■ **YOUR TASK**:
Turn the stretch of material below, from the line containing "It would mean a lot if you could pinpoint the ocean" through the end of the material, into a numbered list, skipping any blank lines.

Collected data
-- -- --
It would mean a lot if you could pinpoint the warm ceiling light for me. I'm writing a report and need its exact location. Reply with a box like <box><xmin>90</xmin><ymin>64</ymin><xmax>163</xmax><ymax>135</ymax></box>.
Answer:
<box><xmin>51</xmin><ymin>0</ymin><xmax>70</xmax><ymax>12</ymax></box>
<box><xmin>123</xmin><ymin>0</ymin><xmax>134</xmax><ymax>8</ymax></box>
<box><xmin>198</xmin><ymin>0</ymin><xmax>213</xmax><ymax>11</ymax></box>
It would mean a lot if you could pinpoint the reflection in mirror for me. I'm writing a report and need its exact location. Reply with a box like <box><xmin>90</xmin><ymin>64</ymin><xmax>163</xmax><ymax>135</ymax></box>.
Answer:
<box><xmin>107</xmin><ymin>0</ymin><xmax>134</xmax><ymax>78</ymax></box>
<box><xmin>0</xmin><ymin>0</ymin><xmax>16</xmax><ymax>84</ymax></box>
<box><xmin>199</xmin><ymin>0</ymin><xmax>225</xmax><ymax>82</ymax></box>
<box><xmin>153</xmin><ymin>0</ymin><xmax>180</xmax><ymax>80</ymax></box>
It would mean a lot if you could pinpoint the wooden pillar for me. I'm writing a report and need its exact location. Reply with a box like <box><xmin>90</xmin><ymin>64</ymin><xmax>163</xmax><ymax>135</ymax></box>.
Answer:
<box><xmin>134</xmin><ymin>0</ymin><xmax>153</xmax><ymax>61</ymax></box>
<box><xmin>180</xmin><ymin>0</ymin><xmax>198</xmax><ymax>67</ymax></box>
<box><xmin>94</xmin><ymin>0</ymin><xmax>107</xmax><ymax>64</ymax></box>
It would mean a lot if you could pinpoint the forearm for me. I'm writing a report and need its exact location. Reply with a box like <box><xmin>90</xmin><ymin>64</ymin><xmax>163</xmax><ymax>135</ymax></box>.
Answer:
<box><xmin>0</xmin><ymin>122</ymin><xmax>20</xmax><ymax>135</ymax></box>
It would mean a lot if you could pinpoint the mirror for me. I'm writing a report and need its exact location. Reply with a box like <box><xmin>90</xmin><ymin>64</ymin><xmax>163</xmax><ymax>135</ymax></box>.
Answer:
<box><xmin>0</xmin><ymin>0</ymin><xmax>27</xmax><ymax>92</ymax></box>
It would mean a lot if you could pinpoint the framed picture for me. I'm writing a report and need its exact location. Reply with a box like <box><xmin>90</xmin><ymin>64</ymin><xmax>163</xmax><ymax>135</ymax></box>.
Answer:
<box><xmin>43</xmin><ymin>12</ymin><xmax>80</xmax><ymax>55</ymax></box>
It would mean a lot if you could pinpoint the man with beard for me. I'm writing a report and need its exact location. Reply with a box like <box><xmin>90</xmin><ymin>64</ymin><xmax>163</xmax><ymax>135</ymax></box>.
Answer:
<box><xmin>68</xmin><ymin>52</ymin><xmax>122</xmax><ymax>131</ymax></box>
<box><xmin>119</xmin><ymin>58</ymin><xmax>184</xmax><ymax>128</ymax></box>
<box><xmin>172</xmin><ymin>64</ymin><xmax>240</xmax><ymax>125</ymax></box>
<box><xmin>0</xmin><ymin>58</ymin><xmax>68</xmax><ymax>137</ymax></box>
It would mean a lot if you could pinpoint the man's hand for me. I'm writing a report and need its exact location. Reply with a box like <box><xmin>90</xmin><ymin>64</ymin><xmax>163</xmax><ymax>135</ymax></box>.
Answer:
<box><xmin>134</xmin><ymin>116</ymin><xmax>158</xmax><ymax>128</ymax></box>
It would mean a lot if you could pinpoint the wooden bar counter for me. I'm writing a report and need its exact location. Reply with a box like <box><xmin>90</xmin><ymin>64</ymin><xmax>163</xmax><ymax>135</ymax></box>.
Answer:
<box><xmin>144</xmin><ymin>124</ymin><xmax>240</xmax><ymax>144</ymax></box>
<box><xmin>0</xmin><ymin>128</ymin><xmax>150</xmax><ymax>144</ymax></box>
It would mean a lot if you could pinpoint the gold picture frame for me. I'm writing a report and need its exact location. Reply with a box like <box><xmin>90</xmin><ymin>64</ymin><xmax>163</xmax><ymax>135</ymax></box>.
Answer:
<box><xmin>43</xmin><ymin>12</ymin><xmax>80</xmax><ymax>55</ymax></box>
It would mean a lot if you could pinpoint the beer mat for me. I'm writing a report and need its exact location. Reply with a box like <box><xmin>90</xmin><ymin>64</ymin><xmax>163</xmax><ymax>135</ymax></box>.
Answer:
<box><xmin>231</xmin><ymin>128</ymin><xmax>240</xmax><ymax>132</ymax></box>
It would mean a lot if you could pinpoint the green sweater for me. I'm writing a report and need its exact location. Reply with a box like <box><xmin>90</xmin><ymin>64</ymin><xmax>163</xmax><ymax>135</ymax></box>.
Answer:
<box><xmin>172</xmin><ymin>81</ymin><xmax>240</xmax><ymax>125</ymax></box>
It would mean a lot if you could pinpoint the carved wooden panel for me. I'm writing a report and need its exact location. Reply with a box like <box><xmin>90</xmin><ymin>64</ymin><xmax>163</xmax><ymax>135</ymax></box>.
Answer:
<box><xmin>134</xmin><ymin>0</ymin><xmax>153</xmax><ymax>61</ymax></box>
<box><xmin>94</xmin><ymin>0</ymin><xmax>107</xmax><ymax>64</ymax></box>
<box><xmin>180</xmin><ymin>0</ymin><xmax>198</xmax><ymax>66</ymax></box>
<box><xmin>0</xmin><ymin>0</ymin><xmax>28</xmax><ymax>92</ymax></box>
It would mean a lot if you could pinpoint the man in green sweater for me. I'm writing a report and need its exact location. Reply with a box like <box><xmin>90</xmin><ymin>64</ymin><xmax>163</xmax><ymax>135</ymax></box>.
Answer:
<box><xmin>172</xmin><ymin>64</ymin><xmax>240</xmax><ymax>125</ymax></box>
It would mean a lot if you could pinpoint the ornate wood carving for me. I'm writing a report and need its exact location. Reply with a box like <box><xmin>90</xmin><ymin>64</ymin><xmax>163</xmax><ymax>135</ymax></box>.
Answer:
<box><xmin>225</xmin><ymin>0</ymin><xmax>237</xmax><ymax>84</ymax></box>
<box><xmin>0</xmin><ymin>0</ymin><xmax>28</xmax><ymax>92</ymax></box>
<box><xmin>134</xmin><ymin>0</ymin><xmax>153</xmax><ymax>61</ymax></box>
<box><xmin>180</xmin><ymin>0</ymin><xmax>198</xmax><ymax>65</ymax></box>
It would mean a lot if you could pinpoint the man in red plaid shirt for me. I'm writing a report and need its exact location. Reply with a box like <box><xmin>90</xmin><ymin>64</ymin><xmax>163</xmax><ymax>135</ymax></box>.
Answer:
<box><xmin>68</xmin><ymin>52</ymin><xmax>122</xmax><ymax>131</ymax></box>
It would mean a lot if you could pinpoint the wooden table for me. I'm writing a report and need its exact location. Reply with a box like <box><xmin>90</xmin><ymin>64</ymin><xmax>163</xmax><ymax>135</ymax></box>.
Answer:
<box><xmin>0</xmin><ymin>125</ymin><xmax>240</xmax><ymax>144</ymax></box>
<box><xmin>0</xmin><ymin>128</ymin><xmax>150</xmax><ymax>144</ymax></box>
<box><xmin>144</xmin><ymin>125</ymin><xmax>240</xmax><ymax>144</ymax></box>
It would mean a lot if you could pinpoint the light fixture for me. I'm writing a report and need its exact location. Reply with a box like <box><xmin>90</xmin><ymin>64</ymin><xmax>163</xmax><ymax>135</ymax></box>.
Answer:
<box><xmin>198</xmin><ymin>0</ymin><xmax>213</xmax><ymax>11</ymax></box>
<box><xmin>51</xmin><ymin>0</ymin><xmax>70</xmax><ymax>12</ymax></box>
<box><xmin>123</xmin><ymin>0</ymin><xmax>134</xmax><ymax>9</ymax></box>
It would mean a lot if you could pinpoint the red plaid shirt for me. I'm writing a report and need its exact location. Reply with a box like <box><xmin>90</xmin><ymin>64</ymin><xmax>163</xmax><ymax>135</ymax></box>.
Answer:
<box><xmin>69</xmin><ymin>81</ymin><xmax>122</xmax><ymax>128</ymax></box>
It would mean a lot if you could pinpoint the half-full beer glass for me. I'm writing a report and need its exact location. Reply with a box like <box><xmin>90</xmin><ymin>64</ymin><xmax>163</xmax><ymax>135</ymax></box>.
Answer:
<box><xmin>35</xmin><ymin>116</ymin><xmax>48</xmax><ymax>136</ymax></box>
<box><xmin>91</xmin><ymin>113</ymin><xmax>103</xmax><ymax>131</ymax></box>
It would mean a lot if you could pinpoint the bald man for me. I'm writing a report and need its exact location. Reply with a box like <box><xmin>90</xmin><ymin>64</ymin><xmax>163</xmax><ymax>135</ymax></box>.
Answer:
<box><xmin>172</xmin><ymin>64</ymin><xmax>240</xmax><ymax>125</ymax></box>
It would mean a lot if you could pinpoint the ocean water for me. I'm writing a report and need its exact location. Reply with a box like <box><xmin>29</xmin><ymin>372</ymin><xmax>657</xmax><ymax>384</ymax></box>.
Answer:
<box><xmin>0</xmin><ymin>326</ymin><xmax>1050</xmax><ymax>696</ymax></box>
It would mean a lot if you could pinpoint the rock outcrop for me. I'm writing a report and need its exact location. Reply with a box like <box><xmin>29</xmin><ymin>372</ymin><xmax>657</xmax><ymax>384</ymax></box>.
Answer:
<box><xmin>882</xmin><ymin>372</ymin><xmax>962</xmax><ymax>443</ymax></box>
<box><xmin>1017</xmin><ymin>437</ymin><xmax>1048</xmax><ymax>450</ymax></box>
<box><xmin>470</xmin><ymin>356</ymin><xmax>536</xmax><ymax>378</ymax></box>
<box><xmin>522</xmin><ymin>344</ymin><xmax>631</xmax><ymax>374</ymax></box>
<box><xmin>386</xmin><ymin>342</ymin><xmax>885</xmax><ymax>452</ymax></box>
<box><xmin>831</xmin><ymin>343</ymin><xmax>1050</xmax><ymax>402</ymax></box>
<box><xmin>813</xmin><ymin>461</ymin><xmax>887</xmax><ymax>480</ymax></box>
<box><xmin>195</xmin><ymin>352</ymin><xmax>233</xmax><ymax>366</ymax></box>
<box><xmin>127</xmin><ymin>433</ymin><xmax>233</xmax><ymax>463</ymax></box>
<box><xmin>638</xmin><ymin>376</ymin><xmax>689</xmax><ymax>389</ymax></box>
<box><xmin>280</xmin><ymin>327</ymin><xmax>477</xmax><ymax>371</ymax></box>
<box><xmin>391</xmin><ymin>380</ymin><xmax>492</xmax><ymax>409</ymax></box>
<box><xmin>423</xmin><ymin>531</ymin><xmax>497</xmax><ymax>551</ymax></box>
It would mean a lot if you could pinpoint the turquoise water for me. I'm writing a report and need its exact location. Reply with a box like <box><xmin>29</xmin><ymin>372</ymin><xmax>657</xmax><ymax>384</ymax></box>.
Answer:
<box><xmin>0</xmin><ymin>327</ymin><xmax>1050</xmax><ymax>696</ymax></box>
-- -- --
■ **EXERCISE OUTPUT**:
1. It would mean a lot if you could pinpoint the ocean water for me. I'm writing a report and need its exact location. Reply with a box like <box><xmin>29</xmin><ymin>372</ymin><xmax>657</xmax><ymax>384</ymax></box>.
2. Answer:
3. <box><xmin>0</xmin><ymin>326</ymin><xmax>1050</xmax><ymax>696</ymax></box>
4. It would mean a lot if you could pinpoint the rock outcrop for me. I'm writing a report and need its exact location. Reply with a box like <box><xmin>29</xmin><ymin>372</ymin><xmax>657</xmax><ymax>384</ymax></box>.
5. Answer:
6. <box><xmin>882</xmin><ymin>372</ymin><xmax>962</xmax><ymax>443</ymax></box>
7. <box><xmin>1017</xmin><ymin>437</ymin><xmax>1048</xmax><ymax>450</ymax></box>
8. <box><xmin>470</xmin><ymin>356</ymin><xmax>536</xmax><ymax>378</ymax></box>
9. <box><xmin>522</xmin><ymin>344</ymin><xmax>631</xmax><ymax>374</ymax></box>
10. <box><xmin>386</xmin><ymin>342</ymin><xmax>885</xmax><ymax>452</ymax></box>
11. <box><xmin>831</xmin><ymin>343</ymin><xmax>1050</xmax><ymax>402</ymax></box>
12. <box><xmin>813</xmin><ymin>461</ymin><xmax>887</xmax><ymax>480</ymax></box>
13. <box><xmin>195</xmin><ymin>352</ymin><xmax>233</xmax><ymax>366</ymax></box>
14. <box><xmin>127</xmin><ymin>433</ymin><xmax>233</xmax><ymax>463</ymax></box>
15. <box><xmin>638</xmin><ymin>376</ymin><xmax>689</xmax><ymax>389</ymax></box>
16. <box><xmin>280</xmin><ymin>327</ymin><xmax>477</xmax><ymax>371</ymax></box>
17. <box><xmin>391</xmin><ymin>380</ymin><xmax>492</xmax><ymax>409</ymax></box>
18. <box><xmin>423</xmin><ymin>531</ymin><xmax>497</xmax><ymax>551</ymax></box>
19. It would mean a lot if you could pinpoint the turquoise water for me. I'm writing a report and need its exact location. Reply with a box like <box><xmin>29</xmin><ymin>372</ymin><xmax>657</xmax><ymax>384</ymax></box>.
20. Answer:
21. <box><xmin>0</xmin><ymin>327</ymin><xmax>1050</xmax><ymax>696</ymax></box>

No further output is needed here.